- [ACTIVITY] From the dream account, extract the passage that runs from "As far as know, my" up to and including "surface of things.", copying it word for word.

The result of dreadful dreams

My dreams take me odd places. Last night was no exception.

As far as know, my dreams are fairly average. They consist of fragments and feelings of things that are occurring around me. Sometimes they are stressful, exciting, fun, or just plain boring. Nothing out of the ordinary.

Occasionally my dreams serve as indictors. Indicators of what? Well, most commonly they indicate how I should pray or who I should pray for. Less frequently, my dreams supply a type of foresight into what I want to do or how a certain situation is underneath the surface of things.

I wouldn't say that this is atypical; on the contrary, I believe most people have similar dreams. It's just that instead of dismissing my dreams, I think and pray about them if they seem unusually vivid or strange. I don't obsess about them and I don't often think they mean very much, but I am aware that God can show me things during my unconsciousness in the same way that He shows me things during my consciousness.

Last night, I had an interesting [abnormal] dream. Rather than explaining snippets that won't make any sense, let's just say that it involved me being in an Arab country (not sure which one), and I was in the midst of some sort of turmoil (my guess being that it had to do with ISIS [or IS]). I knew that I was there as a missionary and that I had a purpose there. There were two children. I had asked "What?" in Spanish, only to realize that it was the wrong language. So I asked one of the children how to say "What?" in Arabic. He/she told me and I am quite at a loss as to how it sounded, but it had to do with "a" and "m". That's all I remember. What remains with me was the feeling.

The feeling made my heart quiver. It was, to put it simply, the feeling of being in a place where God is not. Now that it's daylight, I know that that is not possible, for God is everywhere, but then I somehow ended up being inside of the hardened and hate-filled hearts of those causing the turmoil, and all that was there was despair, rage, fear, and endless darkness. Mostly there was fear. And fear was what turned them into the horrid and cruel people that they had become.

I awoke.

Instead of the dream diminishing, the darkness around me only extended it. A line from a song by JJ Heller came to mind, "Nothing makes sense without You, it's like waking up in the dark." And that's when I knew what the feeling had been--a feeling of being in a place without Him, having a heart that does not know Him. It was the single most scariest feeling I've ever felt.

I prayed.

"Oh, I love You, Jesus." Gratitude for knowing Him spilled over and comforted me beneath my covers. What happened next was strange. Or maybe strange isn't the right description--it was more like really cool.

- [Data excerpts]

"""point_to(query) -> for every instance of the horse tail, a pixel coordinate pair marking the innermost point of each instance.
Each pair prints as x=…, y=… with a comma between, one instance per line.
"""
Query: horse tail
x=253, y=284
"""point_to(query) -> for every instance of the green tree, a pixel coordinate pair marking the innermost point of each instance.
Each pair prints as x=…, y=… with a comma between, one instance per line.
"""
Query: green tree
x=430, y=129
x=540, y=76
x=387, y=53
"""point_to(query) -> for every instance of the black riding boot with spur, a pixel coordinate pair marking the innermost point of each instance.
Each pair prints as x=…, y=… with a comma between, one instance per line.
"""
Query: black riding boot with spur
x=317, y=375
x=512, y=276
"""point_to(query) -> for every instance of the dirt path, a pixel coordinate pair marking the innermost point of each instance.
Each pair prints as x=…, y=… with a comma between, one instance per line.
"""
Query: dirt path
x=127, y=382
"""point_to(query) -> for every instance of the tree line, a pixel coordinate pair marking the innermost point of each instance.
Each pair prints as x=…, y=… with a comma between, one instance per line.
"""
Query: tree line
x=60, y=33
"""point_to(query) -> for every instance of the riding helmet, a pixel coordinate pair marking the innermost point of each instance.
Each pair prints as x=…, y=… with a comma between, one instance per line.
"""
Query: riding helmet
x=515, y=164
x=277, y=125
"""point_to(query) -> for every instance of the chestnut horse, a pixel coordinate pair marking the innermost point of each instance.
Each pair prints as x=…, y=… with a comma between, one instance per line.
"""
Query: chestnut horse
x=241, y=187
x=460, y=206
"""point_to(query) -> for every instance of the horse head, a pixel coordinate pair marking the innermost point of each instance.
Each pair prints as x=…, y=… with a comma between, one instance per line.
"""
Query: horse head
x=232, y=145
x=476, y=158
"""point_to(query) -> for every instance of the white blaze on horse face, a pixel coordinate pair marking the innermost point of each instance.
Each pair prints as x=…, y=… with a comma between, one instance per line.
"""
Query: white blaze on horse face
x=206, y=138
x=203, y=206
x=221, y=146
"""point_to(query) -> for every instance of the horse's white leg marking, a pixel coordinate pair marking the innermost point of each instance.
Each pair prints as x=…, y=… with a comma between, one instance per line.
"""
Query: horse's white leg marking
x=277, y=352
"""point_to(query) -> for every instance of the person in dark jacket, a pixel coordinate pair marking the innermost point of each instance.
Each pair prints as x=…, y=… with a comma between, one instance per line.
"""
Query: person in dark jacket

- [YOUR SOLUTION]
As far as know, my dreams are fairly average. They consist of fragments and feelings of things that are occurring around me. Sometimes they are stressful, exciting, fun, or just plain boring. Nothing out of the ordinary.

Occasionally my dreams serve as indictors. Indicators of what? Well, most commonly they indicate how I should pray or who I should pray for. Less frequently, my dreams supply a type of foresight into what I want to do or how a certain situation is underneath the surface of things.